----- SUPPLIED MATERIAL -----

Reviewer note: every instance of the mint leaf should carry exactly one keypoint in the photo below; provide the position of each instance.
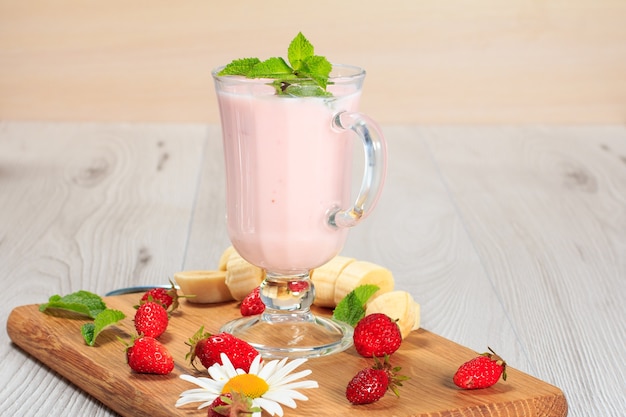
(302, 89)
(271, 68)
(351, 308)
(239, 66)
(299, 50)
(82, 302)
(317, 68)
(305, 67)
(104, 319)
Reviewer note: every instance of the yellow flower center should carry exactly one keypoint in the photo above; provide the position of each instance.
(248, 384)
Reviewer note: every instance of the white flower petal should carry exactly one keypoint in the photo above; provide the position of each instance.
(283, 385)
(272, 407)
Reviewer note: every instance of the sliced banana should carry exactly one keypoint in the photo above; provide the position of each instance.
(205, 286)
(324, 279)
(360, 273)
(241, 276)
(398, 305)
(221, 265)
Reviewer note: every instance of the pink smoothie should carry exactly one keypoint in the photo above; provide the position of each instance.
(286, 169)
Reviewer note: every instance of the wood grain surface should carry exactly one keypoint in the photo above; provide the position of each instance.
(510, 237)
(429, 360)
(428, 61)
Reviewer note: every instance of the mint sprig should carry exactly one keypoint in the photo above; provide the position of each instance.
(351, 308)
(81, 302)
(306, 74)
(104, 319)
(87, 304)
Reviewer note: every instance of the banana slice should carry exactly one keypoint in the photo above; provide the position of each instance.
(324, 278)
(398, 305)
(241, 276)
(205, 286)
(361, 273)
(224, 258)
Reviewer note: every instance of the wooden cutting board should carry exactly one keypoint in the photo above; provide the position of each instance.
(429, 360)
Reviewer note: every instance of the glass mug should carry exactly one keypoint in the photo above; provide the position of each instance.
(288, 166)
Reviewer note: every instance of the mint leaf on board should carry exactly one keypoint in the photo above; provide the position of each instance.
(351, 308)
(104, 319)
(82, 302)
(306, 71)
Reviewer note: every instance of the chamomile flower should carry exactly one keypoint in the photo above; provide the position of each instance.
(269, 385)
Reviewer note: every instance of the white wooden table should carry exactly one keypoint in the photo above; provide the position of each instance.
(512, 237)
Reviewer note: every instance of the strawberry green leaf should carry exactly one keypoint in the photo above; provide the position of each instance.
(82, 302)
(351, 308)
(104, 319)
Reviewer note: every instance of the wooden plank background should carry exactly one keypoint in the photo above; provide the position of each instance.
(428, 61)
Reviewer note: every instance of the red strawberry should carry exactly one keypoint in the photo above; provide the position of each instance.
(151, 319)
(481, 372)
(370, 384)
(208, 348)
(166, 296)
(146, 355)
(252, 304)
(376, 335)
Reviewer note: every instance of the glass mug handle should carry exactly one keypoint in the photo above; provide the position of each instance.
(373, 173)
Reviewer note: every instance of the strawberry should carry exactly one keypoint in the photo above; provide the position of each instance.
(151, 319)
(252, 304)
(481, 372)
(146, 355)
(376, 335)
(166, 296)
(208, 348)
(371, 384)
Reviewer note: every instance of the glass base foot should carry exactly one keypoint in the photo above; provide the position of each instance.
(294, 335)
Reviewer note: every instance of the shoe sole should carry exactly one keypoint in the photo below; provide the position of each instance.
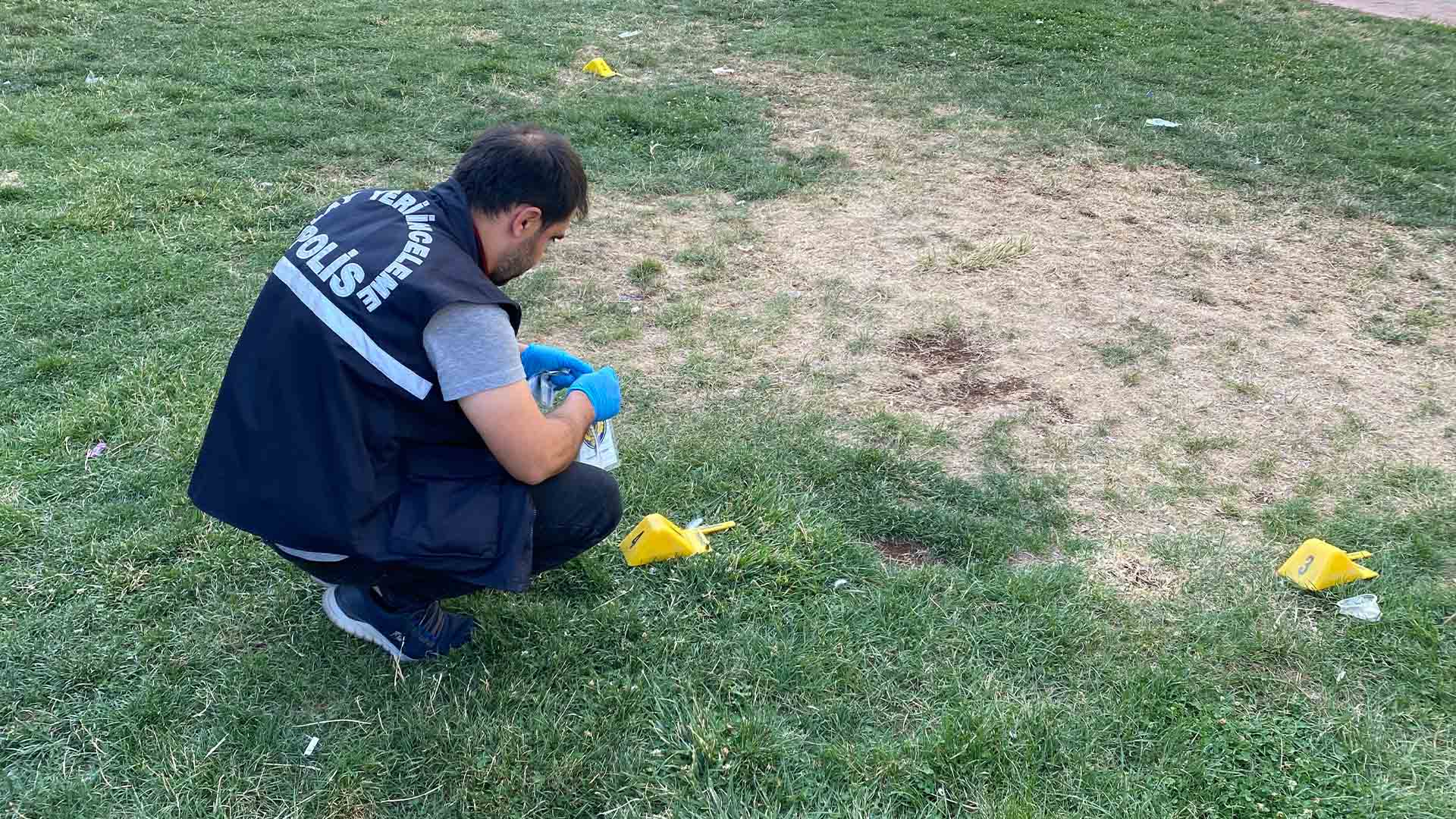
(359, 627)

-----

__OBJECTIVE__:
Write out the rows above again, from the line containing "Reviewer note: every instance of the strawberry should" through the last row, including the requests, and add 41 to every number in the coordinates. Leave the pictures out of your answer.

__EXPECTED OUTPUT__:
Reviewer note: every instance of the strawberry should carry exactly one keypoint in the photo above; provide the position of each instance.
(192, 360)
(293, 345)
(522, 413)
(187, 396)
(417, 376)
(207, 337)
(249, 389)
(412, 425)
Reviewer note: every instance of the glass base foot should carry exactly one keypoint in the photo above; provide the position of each instance.
(335, 376)
Reviewer note: every instance of the shoe sole should carry exactly one keypoint in the photo below; provide the position of each instance.
(400, 668)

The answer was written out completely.